▶ [Actions to take]:
[1] Answer these questions using the text on faith and the Galilee storm, one line each:
(a) Who is credited with the hymn?
(b) According to the hymn, what does faith work in the conscience?
(c) What did the disciples ask Jesus when they woke Him?
[2] Continue the text on faith and the Galilee storm from where it stops.

Faith is a living power from heaven
That grasps the promise God hath given,
A trust that cannot be o’erthrown,
Fixed heartily on Christ alone.
Faith finds in Christ whate’er we need
To save or strengthen us indeed;
Receive the grace He sends us down,
And makes us share His cross and crown.
Faith in the conscience worketh peace
And bids the mourner’s weeping cease;
By faith the children’s place we claim,
And give all honor to one Name.
Faith feels the Spirit’s kindling breath
In love and hope that conquer death;
Faith worketh hourly joy in God,
And trusts and blesses e’en the rod.
We thank Thee, then, O God of heaven,
That Thou to us this faith hast given
In Jesus Christ Thy Son, who is
Our only fount and source of bliss.
- Petrus Herbert BE NOT AFRAID
ON TWO OCCASIONS (Mark 4:35-39; Matthew 14:22-27) the lord’s disciples were caught in a storm on the Sea of Galilee. The first time Jesus was asleep in the stern of the boat. In their fear they waked Him, asking, “Carest thou not that we perish?” He arose and rebuked the wind and said to the waves, “Be still.” With the simple language of divine authority He silenced the tempest and calmed the sea. The waves, like little dogs that obey the command of their master, lay down and went to sleep.

▶ [Information shown]:
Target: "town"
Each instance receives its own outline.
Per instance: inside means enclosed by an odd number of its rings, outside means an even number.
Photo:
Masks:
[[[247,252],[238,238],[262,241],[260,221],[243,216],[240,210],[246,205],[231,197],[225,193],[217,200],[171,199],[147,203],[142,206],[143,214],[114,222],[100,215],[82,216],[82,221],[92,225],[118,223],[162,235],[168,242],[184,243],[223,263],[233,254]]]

▶ [Exercise results]:
[1]
(a) Petrus Herbert
(b) Peace
(c) "Carest thou not that we perish?"

[2]
On the other occasion the disciples were in the boat without Him, and in the midst of the tempest He came to them walking on the sea. This time He did not speak to the wind or the sea, but to them. “It is I; be not afraid.” He had demonstrated His power over the storm once. Now His very presence should bring them confidence.
Christ is still able to quiet the tempest and subdue storms. He can still work the miracle of bringing peace and quiet out of turmoil and discord, but it is not always His will to do so. When He permits the storm to rage, His very presence in the lives of those who know and love Him brings peace and confidence in the midst of the storm.
It is a wonderful thing to know the Saviour, who is able to settle strife and subdue discord and bring peace out of tumult. It is even more wonderful to have a Lord who can give inward peace and confidence to His followers in the midst of the storm it is not His divine will to subdue.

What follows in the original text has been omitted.